## Problem details:
Can you reproduce the listing below word for word, with nothing changed?

Position annotation records
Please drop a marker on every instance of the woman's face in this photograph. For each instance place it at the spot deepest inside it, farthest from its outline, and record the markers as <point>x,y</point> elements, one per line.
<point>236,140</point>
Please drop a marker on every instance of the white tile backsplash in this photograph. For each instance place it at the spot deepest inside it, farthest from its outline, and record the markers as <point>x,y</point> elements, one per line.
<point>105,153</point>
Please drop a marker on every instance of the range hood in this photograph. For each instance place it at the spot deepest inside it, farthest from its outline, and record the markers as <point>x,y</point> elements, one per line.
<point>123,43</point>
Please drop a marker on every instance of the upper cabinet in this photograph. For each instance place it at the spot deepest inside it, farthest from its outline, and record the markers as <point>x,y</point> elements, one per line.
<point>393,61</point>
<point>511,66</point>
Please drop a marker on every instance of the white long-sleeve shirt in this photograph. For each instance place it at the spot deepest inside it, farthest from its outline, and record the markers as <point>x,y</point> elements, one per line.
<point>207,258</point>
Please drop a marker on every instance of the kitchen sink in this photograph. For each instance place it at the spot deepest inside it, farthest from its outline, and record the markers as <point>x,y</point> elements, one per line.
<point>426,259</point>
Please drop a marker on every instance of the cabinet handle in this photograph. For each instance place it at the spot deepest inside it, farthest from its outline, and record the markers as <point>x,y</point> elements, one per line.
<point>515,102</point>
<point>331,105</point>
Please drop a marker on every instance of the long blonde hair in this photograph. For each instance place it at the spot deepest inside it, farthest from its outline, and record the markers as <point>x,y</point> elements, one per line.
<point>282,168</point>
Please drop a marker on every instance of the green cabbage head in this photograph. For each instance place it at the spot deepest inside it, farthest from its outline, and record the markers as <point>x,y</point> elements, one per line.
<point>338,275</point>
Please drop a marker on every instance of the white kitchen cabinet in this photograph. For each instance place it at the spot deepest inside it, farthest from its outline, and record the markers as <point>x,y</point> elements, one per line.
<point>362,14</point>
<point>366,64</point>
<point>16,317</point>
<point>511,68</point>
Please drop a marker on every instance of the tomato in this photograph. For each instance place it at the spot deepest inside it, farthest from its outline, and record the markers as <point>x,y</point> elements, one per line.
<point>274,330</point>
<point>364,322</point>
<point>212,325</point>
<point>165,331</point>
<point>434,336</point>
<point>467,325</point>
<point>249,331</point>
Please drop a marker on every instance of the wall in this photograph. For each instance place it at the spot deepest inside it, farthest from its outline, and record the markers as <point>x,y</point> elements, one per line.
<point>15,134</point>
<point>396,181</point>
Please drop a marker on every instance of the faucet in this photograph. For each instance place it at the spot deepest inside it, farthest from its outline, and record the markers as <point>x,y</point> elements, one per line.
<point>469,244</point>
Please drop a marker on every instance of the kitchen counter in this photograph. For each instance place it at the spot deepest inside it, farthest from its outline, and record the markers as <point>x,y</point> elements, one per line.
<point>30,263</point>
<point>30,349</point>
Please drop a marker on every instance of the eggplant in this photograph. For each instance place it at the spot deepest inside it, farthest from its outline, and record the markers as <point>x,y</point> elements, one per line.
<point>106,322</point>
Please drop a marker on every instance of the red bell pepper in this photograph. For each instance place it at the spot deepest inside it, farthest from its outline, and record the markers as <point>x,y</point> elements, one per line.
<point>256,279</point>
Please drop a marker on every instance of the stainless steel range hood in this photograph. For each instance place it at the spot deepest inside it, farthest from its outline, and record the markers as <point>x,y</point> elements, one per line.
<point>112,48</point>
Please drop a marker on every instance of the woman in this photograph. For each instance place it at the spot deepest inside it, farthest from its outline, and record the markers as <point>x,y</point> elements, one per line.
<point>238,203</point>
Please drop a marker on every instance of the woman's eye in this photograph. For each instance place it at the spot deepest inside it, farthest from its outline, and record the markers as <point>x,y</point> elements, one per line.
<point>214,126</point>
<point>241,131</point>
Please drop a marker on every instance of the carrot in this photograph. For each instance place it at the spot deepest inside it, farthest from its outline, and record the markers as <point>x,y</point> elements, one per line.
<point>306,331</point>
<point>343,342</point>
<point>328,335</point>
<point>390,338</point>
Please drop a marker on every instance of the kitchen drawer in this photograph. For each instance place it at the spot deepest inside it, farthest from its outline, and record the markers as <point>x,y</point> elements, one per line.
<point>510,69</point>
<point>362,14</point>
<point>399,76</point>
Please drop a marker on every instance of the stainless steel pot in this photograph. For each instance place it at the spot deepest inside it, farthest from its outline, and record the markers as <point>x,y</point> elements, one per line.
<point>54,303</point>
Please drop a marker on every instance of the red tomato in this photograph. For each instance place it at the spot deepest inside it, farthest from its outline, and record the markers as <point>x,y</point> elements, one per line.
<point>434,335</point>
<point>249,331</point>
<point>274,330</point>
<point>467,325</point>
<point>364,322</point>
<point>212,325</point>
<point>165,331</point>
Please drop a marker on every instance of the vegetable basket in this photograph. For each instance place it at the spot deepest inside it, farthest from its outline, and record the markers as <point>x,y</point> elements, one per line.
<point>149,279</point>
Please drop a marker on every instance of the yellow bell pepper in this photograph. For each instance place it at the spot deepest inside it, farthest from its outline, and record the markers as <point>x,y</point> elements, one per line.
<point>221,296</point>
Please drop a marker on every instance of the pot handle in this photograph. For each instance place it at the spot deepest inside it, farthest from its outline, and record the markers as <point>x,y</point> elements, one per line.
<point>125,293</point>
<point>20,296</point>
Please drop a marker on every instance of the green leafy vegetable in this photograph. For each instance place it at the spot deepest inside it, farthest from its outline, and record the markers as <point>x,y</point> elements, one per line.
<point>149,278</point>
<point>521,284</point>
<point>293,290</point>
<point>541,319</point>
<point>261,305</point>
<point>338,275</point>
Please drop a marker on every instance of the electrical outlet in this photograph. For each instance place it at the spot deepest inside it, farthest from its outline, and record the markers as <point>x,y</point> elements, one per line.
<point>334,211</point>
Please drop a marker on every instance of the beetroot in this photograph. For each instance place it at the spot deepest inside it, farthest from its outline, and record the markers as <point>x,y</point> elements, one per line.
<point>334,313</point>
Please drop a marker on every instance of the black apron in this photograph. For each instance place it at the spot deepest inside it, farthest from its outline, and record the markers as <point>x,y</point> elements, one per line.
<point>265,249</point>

## Solution to this exercise:
Please drop a marker on every instance of the woman's face in this photograph. For each instance place it at the spot deepest inside it, farthest from its outline, and record the markers as <point>x,y</point> elements, one per line.
<point>236,140</point>
Please drop a marker on every instance of the white tile backsplash in this photograph. For each instance place it at the spot deepest inside it, farthest from its outline, and record the markers as <point>x,y</point> elements, one per line.
<point>105,153</point>
Please drop a marker on every instance of the range hood in this photograph. For each instance place it at the spot deepest inside it, farthest from its outline, and record the markers as <point>x,y</point> elements, one per line.
<point>123,43</point>
Please drop a marker on every instance of the upper cabinet in this photograph. For each instance place it at the spot deepest inside it, farthest from its outline, and record the markers as <point>x,y</point> elements, one per line.
<point>393,61</point>
<point>511,66</point>
Please drop a marker on every instance of the white long-sleeve shirt in this photograph. For each instance place it at the spot deepest inside it, farthest from its outline, and record the markers as <point>x,y</point> elements, one per line.
<point>207,258</point>
Please drop a marker on every instance of the kitchen sink in this photograph. For each instance place it at the spot deepest inside it, farthest from its outline, and record the markers as <point>x,y</point> elements, one per line.
<point>426,259</point>
Please drop a marker on every instance of the cabinet handle in this photograph. For each instance place it at the spot deepest inside it, farthest from its outline, and record the markers as <point>x,y</point> elements, one per line.
<point>515,102</point>
<point>331,105</point>
Please drop a marker on every instance of the long blonde hair in this photograph. For each instance place it at the spot deepest inside it, farthest from its outline, and record the markers as <point>x,y</point> elements, one per line.
<point>282,168</point>
Please drop a marker on every instance of the green cabbage head in this photograph. For each instance place it at the spot deepest inside it, farthest from its outline, and record the markers as <point>x,y</point> elements, one per line.
<point>338,275</point>
Please drop a marker on every instance of the white kitchen cabinet in this photograph. For each instance place it at the spot deepest inside it, farthest from its outline, and record the markers as <point>x,y</point> elements, one per line.
<point>362,14</point>
<point>366,64</point>
<point>16,317</point>
<point>511,68</point>
Please drop a marker on every instance of the tomato in this photograph. For each instance place it at the spot deepest inside it, farthest from its outline, and record the markers as <point>x,y</point> elements, one per line.
<point>274,330</point>
<point>364,322</point>
<point>212,325</point>
<point>165,331</point>
<point>434,336</point>
<point>467,325</point>
<point>249,331</point>
Please drop a marker on every instance of the wall in this photograph. For each instance place it at the spot deepest inside it, farthest from its outline, and record the markers as <point>x,y</point> elements, one per line.
<point>15,134</point>
<point>396,181</point>
Please drop a marker on every instance of the faucet in this photograph. For each instance place it at the spot deepest inside it, farthest from its outline, and record the markers as <point>x,y</point> elements, one per line.
<point>469,244</point>
Please drop a marker on every instance of the kitchen counter in this photograph. For each instance place it at the spot deepest inside it, farthest from its outline, and record the markers as <point>x,y</point> elements, one per line.
<point>30,263</point>
<point>30,349</point>
Please drop a marker on every instance of the eggplant in this photograph. For each instance place it at the spot deepest inside it, farthest from its outline, and record the markers as <point>x,y</point> elements, one per line.
<point>106,322</point>
Please drop a marker on every instance of the red bell pepper in this photograph. For each instance place it at the spot deepest inside it, farthest from its outline, and record the markers as <point>x,y</point> elements, one per line.
<point>256,279</point>
Please drop a marker on every instance of the stainless steel range hood in this photograph. For each instance place it at the spot deepest inside it, farthest from its outline, and record the markers as <point>x,y</point> elements, one per line.
<point>112,48</point>
Please drop a marker on every instance of the woman in this photograph. For each instance place it at the spot deepest inside it, farthest from its outline, and record the markers as <point>x,y</point> elements, one per line.
<point>238,203</point>
Please drop a marker on every instance of the woman's eye in this photograph. For each instance place it at the spot deepest inside it, farthest from its outline, and record the markers as <point>x,y</point> elements, one per line.
<point>214,126</point>
<point>241,131</point>
Please drop a marker on every instance of the carrot in this photograph. For each instance place it at the spot deepest inside it, farthest from its outline, and record the markers as <point>x,y</point> elements, one per line.
<point>306,331</point>
<point>343,342</point>
<point>328,335</point>
<point>390,338</point>
Please drop a marker on every instance of the kitchen drawer in this photograph. For each instance place it at the spot deepest inside it, farthest from its outline, and record the markers as <point>x,y</point> elements, one per line.
<point>510,69</point>
<point>362,14</point>
<point>399,76</point>
Please drop a marker on every instance of the stainless steel pot in this photograph. For each instance place it at the spot deepest inside it, farthest from its outline, and record the markers as <point>x,y</point> elements, one per line.
<point>54,303</point>
Please drop a marker on every instance of the red tomato in this photograph. For each instance place it at the spot deepest inside it, farthest from its outline, and record the markers as <point>x,y</point> elements, one per line.
<point>434,335</point>
<point>249,331</point>
<point>274,330</point>
<point>467,325</point>
<point>364,322</point>
<point>212,325</point>
<point>165,331</point>
Please drop a marker on every instance of the vegetable basket in this photograph. For each instance place it at the spot deepest inside it, farthest from its outline, and record the markers as <point>x,y</point> elements, one per line.
<point>149,279</point>
Please drop a marker on every instance of the yellow bell pepper in this photograph. For each instance place it at the spot deepest inside it, farthest from its outline, and record the markers as <point>x,y</point> elements, one per line.
<point>221,296</point>
Please drop a marker on every instance of the pot handle in this photograph. For each instance place it at the spot deepest inside it, farthest from its outline, and record the markers as <point>x,y</point> elements, one per line.
<point>125,293</point>
<point>20,296</point>
Please drop a marker on every instance of the green leafy vegetable in this photograph. For each instance place it at the spot deepest inside it, farthest from its outline, and record the markers as <point>x,y</point> elements, one per line.
<point>149,278</point>
<point>521,284</point>
<point>293,290</point>
<point>541,319</point>
<point>261,305</point>
<point>338,275</point>
Please drop a marker on every instance of the electrical outlet in this photograph. For each instance place it at the spot deepest inside it, farthest from its outline, and record the markers as <point>x,y</point> elements, one per line.
<point>334,211</point>
Please drop a marker on every instance of the beetroot in this photograph. For each instance place it at the spot deepest inside it, farthest from its outline, and record the markers as <point>x,y</point> elements, one per line.
<point>334,313</point>
Please drop a marker on every instance of the black apron in this photograph. For each instance place it at the spot deepest inside it, farthest from its outline, and record the markers as <point>x,y</point> elements, one per line.
<point>265,249</point>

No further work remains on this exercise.